▶ Stated task A
In the patent excerpt, what is the safety integrity level (SIL) a property of?

[Extract provided start]

The assignee for this patent, patent number 8620873, is
Reporters obtained the following quote from the background information supplied by the inventors: "One of the objectives of a safety-relevant or safety-oriented system is to guarantee a reliable and correct functioning of software components which are involved in safety-critical functions.
"When a safety function is executed its reliability and correctness can be influenced by the occurrence of errors. Typically errors such as random hardware faults or systematic design errors can occur in such cases. A possible defect in a processing unit could be cited as an example of a random hardware fault. This produces a malfunction which adversely affects the handling of a device (e.g. of a vehicle) in which the processor unit is employed. Possible design errors can occur even during the development phase because of incorrect implementation of the specification (e.g. modeling or planning). Such errors and similar errors can have serious consequences in safety-relevant systems.
"If the transport area (e.g. railways or aircraft) is considered as an example, such errors can typically lead to a system or a device (of a vehicle for example) becoming unmanageable, with the concomitant serious consequences for the passengers. Nor is a permanent adverse effect on the environment beyond the bounds of possibility.
"To ensure functional safety at least one safety requirement is generally specified for each specified safety function, in order to achieve and/or to fulfill a predetermined safety level. Functional safety is then seen is being provided if each specified safety function is executed and for each safety function a desired level of fulfillment is achieved in accordance with the corresponding safety integrity level. It should be noted here that the safety integrity level (SIL) is a property of a safety function and does not relate to a system or to a subsystem. This safety function is realized through a combination of systems however, which consist of software and hardware components. The safety integrity system thus relates to an end-to-end safety function of a safety-related system.
"Like every other component of the safety-oriented system, a software component does not have any Safety Integrity Level (SIL) if it is considered in isolation from a safety-related system. If the software component is integrated into a system, the software component can be suitable for supporting safety functions for a specific SIL. This depends on how the software component was specified, developed, implemented and/or verified.
"The software safety integrity level n or SSIL n is specified as follows: Software which has been developed using appropriate techniques and measures, with the techniques and measures ensuring that the software meets the requirements for systematic failures of a specific safety function X for SSIL n.

[Extract provided end]
[Data start]

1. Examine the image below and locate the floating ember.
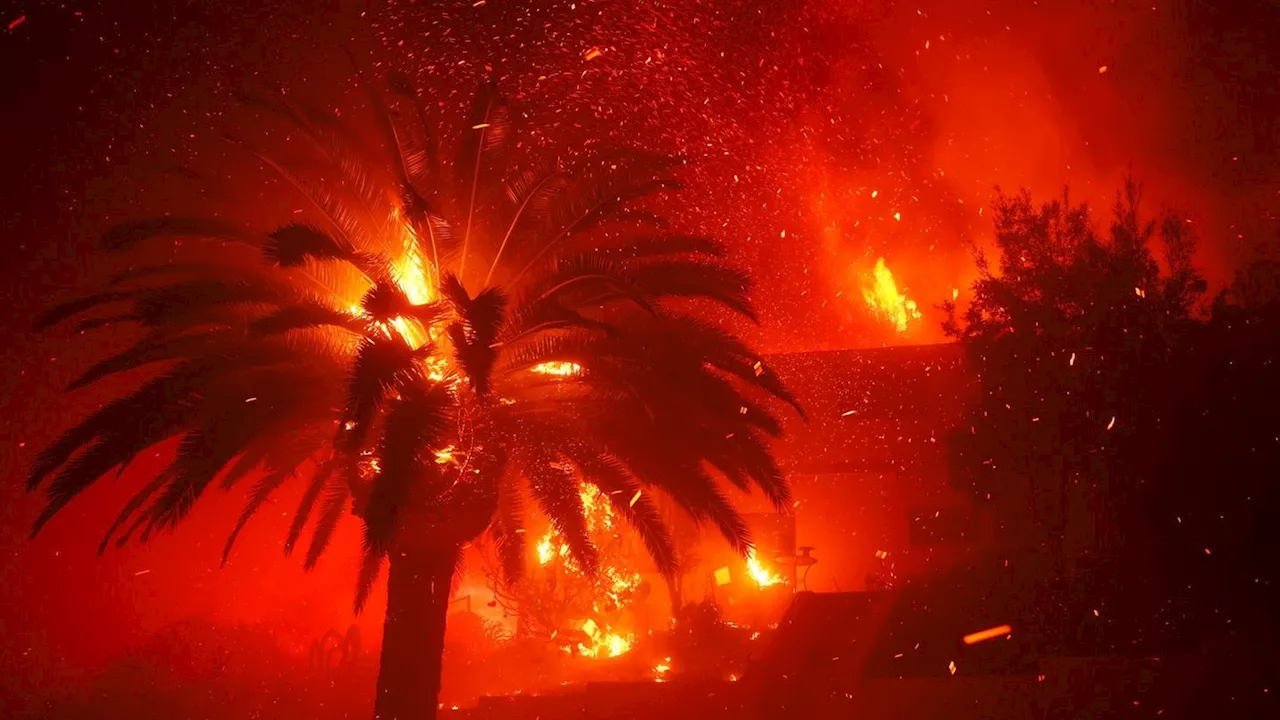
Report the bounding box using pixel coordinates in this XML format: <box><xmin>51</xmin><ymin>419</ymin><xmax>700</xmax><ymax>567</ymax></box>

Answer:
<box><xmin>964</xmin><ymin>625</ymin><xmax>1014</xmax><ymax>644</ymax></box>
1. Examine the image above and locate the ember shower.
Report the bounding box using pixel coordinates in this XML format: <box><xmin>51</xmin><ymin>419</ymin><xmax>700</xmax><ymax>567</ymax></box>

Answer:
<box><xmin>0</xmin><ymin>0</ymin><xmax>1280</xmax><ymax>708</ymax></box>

[Data end]
[Data start]

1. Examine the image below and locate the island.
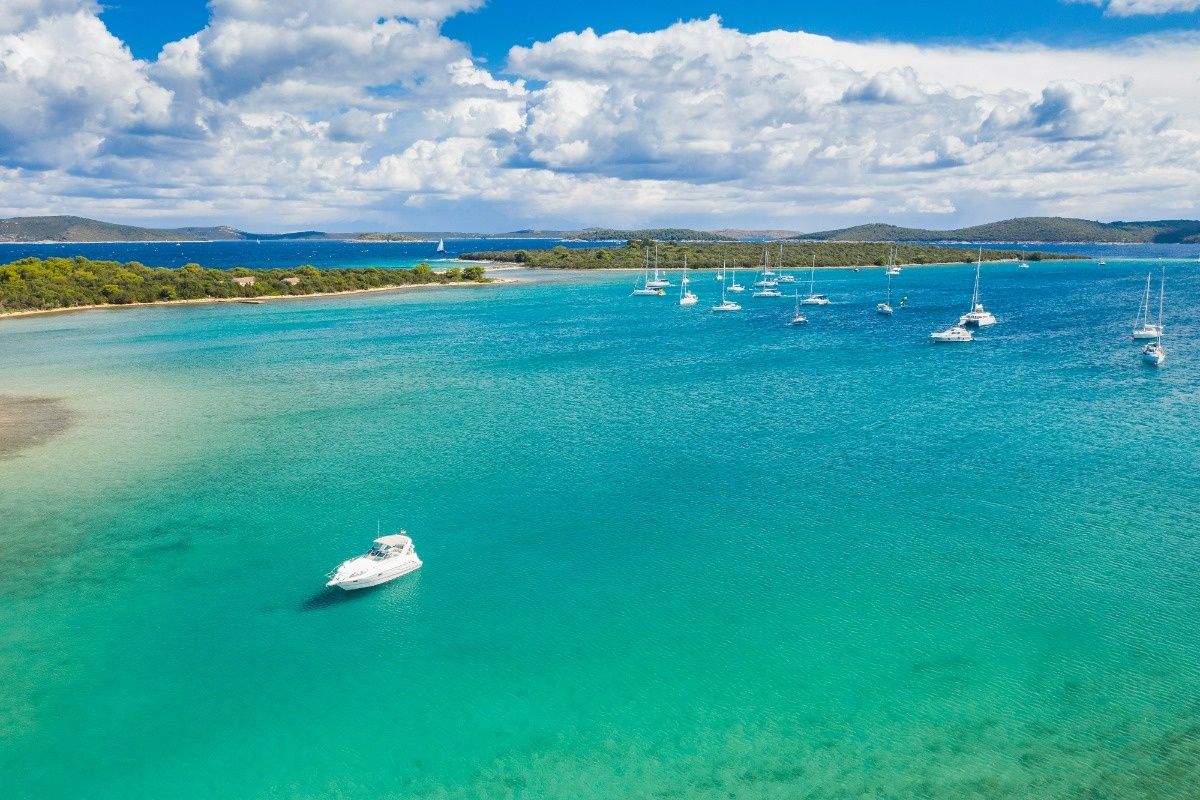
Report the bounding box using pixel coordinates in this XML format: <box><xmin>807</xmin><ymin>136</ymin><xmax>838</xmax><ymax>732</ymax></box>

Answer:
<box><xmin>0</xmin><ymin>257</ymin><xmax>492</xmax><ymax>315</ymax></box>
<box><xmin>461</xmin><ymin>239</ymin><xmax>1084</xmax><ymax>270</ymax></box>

[Data end]

▶ Stated task B
Which lines of the entries contain the word "image"? Copy each of them.

▶ Written response A
It is a property of a safety function, not of a system or a subsystem.

▶ Written response B
1. Examine the image below and locate the floating ember.
1. Examine the image above and locate the ember shower.
1. Examine the image below and locate the island.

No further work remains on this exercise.